• **Explore the material**
**A.** Translate this sentence from the passage on LLM cost drivers into Spanish: "Before optimizing, map the bill."
**B.** In the passage on LLM cost drivers, into how many primary drivers does AI cost decompose?
**C.** Continue the passage on LLM cost drivers from the point where it ends.

• **Selected extract**
The full taxonomy of where dollars go in an LLM system.
Architectural patterns: routing, caching, RAG, agents, batching, serving.
Engineering trade-offs: latency vs. cost vs. quality vs. risk.
FinOps tooling, observability schemas, and budget guardrails.
Org design, vendor negotiation, and a 5-stage maturity model.

02Cost Drivers Anatomy

Before optimizing, map the bill. AI cost decomposes into seven primary drivers. Most teams over-index on (1) and ignore (3)–(7), which is exactly where the avoidable waste lives.

Figure 1 — Seven primary drivers. The hub is total cost of ownership; each spoke needs its own owner and SLO.

• **Data excerpt**
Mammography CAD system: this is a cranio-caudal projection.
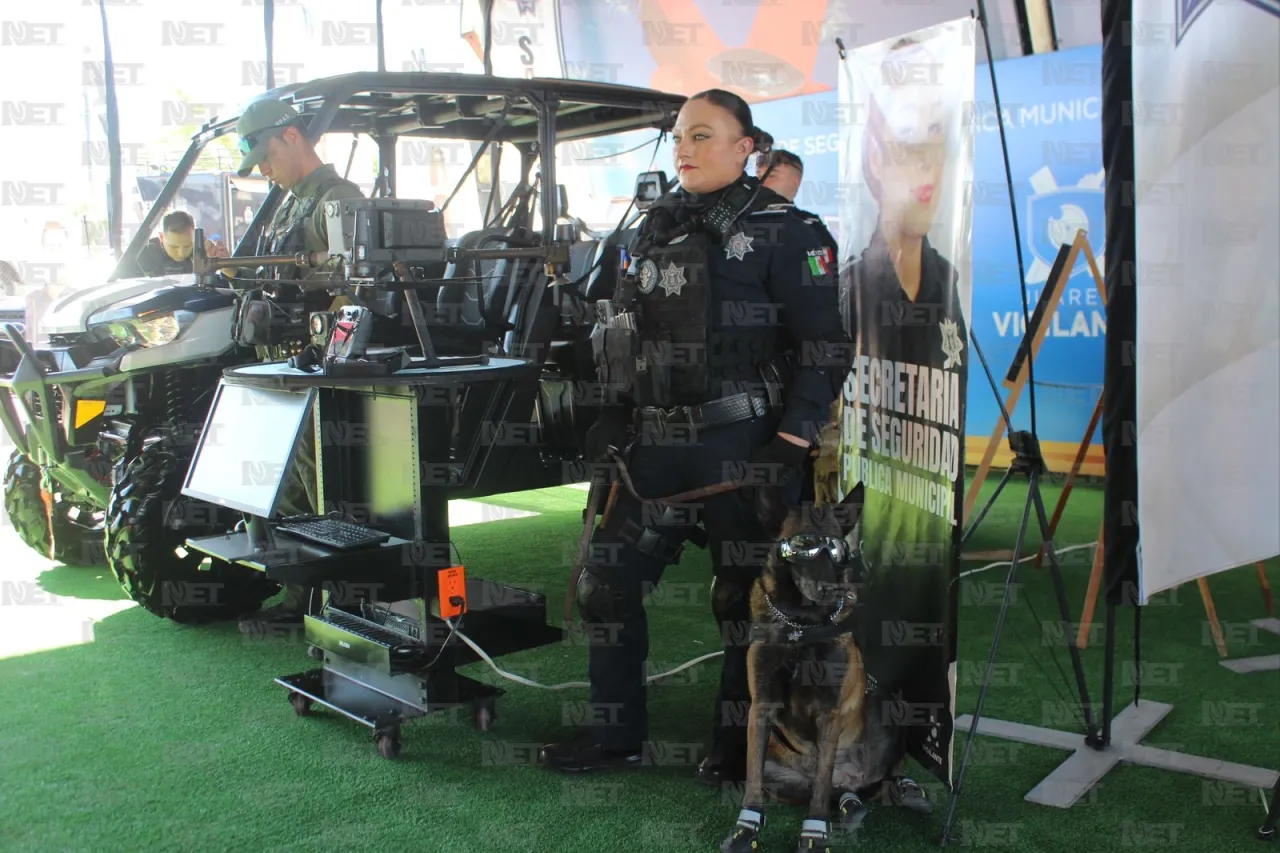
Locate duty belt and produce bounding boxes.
[636,392,769,428]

• **Exercise results**
**A.** Antes de optimizar, desglosa la factura.

**B.** Seven.

**C.**
Driver deep-dive

Driver	Typical share	Primary levers	Common waste
Token inference	50–80%	Routing, caching, compression, smaller models	Frontier model for trivial calls
Embeddings & vector store	3–10%	Smaller embed dims, quantization, TTL	Re-embedding unchanged corpora
Fine-tuning / training	2–15%	LoRA, distillation, early stopping	Tuning before prompt iteration plateau
GPU serving infra	10–40% (if self-hosted)	vLLM, paged-attention, autoscale-to-zero	Idle reserved fleets
Egress & networking	1–8%	Co-locate model + data, edge cache	Cross-region RAG hops
Observability & eval	5–15%	Sampled tracing, batch evals, cheap judge models	100% trace + frontier judge LLM
Human-in-the-loop	variable	Active learning, confidence-gated review	Reviewing every output

03Unit Economics & Formulas

Every product decision should resolve to a cost-per-action (CPA) number. If you can't compute CPA on demand, you cannot govern AI cost.

Core formula

CPA = Σ over calls c in action a:
      (input_tokens(c)  × P_in(model_c)
     +  output_tokens(c) × P_out(model_c)
     +  cached_tokens(c) × P_cache(model_c))
    +  retrieval_cost(a)
    +  tool_cost(a)
    +  infra_amortization(a)

Five ratios I won't ship without

1. Cost per successful action ($/action)

Numerator is total LLM + infra spend. Denominator is successful outcomes (not raw API calls), defined by product. Retries, abandoned agentic loops, and rejections all inflate cost without value.

2. Tokens per action (in/out)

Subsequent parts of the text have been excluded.